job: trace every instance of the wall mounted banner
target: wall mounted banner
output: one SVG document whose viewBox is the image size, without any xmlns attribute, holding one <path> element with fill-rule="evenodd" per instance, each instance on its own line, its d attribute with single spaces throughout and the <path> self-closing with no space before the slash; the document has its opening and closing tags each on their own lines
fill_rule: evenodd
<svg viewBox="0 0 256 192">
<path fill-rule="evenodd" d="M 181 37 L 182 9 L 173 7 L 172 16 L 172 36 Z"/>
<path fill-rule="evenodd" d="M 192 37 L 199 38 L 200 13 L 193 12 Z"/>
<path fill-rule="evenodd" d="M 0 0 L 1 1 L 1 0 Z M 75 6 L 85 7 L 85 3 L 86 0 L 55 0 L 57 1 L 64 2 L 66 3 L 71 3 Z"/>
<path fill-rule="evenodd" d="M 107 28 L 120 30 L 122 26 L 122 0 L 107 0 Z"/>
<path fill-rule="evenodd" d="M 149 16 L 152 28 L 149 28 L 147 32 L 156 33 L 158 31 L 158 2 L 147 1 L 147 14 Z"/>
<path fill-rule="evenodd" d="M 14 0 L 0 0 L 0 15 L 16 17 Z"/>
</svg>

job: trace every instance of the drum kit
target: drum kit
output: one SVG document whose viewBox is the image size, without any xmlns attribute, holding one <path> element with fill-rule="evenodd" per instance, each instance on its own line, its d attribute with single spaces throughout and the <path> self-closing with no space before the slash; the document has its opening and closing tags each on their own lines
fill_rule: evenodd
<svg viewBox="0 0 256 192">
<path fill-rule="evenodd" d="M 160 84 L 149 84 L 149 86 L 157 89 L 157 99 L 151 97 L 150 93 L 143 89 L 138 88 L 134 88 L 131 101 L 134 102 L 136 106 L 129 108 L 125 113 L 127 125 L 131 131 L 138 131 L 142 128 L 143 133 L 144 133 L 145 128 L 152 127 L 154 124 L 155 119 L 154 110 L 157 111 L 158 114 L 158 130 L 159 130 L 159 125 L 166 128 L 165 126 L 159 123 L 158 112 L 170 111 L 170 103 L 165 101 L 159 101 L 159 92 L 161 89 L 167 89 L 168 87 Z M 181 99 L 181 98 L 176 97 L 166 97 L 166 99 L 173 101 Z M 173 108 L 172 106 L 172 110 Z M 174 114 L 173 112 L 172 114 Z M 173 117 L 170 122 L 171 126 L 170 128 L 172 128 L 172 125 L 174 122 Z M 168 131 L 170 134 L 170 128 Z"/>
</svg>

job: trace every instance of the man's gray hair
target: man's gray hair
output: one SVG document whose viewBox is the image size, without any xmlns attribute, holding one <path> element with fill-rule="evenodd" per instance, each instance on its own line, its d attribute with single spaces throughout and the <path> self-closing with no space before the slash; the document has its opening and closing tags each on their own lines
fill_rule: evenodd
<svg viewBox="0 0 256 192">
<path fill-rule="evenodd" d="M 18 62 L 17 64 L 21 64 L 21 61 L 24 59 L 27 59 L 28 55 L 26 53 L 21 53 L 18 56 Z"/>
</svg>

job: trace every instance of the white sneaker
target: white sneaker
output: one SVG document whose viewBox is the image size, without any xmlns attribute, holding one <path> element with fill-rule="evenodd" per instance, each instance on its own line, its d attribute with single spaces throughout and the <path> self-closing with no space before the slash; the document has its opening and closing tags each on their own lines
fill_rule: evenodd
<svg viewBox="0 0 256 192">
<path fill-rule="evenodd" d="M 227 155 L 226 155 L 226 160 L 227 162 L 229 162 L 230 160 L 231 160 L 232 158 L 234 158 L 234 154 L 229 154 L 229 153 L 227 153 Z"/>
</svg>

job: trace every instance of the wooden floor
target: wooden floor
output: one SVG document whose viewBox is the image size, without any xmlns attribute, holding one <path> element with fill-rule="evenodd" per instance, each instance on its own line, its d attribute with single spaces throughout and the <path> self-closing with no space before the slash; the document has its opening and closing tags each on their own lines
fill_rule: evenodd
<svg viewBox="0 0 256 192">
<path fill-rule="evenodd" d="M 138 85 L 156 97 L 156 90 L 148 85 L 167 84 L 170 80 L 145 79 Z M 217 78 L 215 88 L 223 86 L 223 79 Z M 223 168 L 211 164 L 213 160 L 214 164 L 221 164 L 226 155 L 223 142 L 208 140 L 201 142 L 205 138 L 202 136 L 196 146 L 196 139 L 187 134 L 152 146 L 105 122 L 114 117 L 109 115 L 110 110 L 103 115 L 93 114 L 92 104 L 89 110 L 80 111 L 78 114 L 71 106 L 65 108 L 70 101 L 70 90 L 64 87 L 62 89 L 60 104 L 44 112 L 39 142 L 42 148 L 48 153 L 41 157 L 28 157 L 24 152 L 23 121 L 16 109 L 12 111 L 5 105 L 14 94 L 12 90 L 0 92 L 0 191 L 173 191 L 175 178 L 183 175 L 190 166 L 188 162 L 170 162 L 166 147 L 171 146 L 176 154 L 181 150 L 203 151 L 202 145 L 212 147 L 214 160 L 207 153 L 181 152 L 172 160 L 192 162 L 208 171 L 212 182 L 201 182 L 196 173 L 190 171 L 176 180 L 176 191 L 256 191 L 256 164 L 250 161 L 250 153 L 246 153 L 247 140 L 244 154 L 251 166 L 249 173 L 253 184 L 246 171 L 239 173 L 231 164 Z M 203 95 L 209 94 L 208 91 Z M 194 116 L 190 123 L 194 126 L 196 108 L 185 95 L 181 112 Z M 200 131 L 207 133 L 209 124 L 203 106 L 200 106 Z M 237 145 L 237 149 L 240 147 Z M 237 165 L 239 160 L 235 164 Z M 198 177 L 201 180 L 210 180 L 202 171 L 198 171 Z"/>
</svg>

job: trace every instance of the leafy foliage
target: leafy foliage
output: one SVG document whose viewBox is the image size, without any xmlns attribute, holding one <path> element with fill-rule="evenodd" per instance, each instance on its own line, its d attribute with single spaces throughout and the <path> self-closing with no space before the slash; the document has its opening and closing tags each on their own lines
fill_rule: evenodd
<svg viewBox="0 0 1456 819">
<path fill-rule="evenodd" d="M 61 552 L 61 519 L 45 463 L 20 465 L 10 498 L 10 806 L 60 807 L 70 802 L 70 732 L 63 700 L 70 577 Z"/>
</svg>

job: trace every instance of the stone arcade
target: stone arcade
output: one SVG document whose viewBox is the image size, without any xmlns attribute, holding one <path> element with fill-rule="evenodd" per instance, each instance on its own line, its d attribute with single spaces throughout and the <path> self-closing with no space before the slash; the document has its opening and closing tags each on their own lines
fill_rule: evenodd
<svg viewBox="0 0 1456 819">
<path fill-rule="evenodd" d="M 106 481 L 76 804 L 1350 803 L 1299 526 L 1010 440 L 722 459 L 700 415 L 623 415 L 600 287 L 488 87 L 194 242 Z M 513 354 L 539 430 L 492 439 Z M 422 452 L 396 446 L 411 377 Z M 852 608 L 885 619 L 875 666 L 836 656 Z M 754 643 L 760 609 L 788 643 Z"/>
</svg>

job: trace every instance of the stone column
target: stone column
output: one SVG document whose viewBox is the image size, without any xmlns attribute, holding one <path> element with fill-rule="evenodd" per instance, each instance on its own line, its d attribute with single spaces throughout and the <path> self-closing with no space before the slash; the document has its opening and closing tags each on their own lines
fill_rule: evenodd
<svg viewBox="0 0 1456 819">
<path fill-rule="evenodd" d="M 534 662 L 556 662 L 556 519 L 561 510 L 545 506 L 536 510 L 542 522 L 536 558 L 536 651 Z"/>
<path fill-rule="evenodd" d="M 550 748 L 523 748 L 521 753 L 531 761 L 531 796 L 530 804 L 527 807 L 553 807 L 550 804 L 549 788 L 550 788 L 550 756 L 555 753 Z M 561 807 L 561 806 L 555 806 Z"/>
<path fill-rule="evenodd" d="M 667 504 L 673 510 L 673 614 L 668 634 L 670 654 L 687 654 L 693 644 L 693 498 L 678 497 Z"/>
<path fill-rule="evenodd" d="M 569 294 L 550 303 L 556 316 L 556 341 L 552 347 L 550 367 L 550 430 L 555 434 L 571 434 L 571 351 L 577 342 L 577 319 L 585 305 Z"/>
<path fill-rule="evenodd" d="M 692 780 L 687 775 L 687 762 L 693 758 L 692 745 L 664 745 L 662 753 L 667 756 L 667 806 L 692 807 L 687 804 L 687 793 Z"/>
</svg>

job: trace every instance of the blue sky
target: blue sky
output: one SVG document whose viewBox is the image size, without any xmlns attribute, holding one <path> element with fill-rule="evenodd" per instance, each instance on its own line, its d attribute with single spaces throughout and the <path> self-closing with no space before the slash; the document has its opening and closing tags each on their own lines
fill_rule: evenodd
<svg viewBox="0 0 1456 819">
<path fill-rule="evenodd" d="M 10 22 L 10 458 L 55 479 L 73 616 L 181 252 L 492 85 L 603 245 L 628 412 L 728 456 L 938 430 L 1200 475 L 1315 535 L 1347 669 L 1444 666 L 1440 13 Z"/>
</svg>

◆ **EXERCISE GOAL**
Copy exactly the line containing "job: trace every instance of the stone column" and every line after it, ending with the last line of the records above.

◆ **EXERCISE ANSWER**
job: trace every instance of the stone column
target: stone column
output: one SVG document whose viewBox is the image size, without any xmlns attribute, holding one <path> element with fill-rule="evenodd" per instance, each instance on its own line, its d attribute with single spaces throughout and the <path> self-closing with no space before the slash; the document has its opening and closing tags each on their own lines
fill_rule: evenodd
<svg viewBox="0 0 1456 819">
<path fill-rule="evenodd" d="M 534 662 L 556 662 L 556 519 L 561 510 L 545 506 L 536 510 L 542 522 L 536 558 L 536 651 Z"/>
<path fill-rule="evenodd" d="M 550 748 L 523 748 L 521 753 L 531 761 L 531 796 L 530 804 L 527 807 L 553 807 L 550 804 L 549 788 L 550 788 L 550 756 L 555 753 Z M 561 807 L 561 806 L 555 806 Z"/>
<path fill-rule="evenodd" d="M 667 504 L 673 510 L 673 614 L 668 634 L 670 654 L 687 654 L 693 644 L 693 498 L 678 497 Z"/>
<path fill-rule="evenodd" d="M 569 294 L 550 303 L 556 316 L 556 341 L 552 347 L 550 367 L 550 430 L 555 434 L 571 434 L 571 351 L 577 342 L 577 319 L 585 305 Z"/>
<path fill-rule="evenodd" d="M 692 780 L 687 775 L 687 762 L 693 758 L 692 745 L 664 745 L 662 753 L 667 756 L 667 806 L 692 807 L 687 804 L 687 793 Z"/>
</svg>

job: trace every instance of the blue sky
target: blue sky
output: one SVG document whose viewBox is the image size, without any xmlns attribute, holding one <path> element with fill-rule="evenodd" per instance, each instance on its own line, its d attribute with single spaces throughout and the <path> self-closing with no space before the slash; the document has its opening and closing tags each on their own lines
fill_rule: evenodd
<svg viewBox="0 0 1456 819">
<path fill-rule="evenodd" d="M 10 22 L 10 458 L 55 479 L 73 616 L 181 252 L 492 85 L 603 245 L 628 412 L 728 456 L 938 430 L 1200 475 L 1315 535 L 1347 669 L 1444 666 L 1440 13 Z"/>
</svg>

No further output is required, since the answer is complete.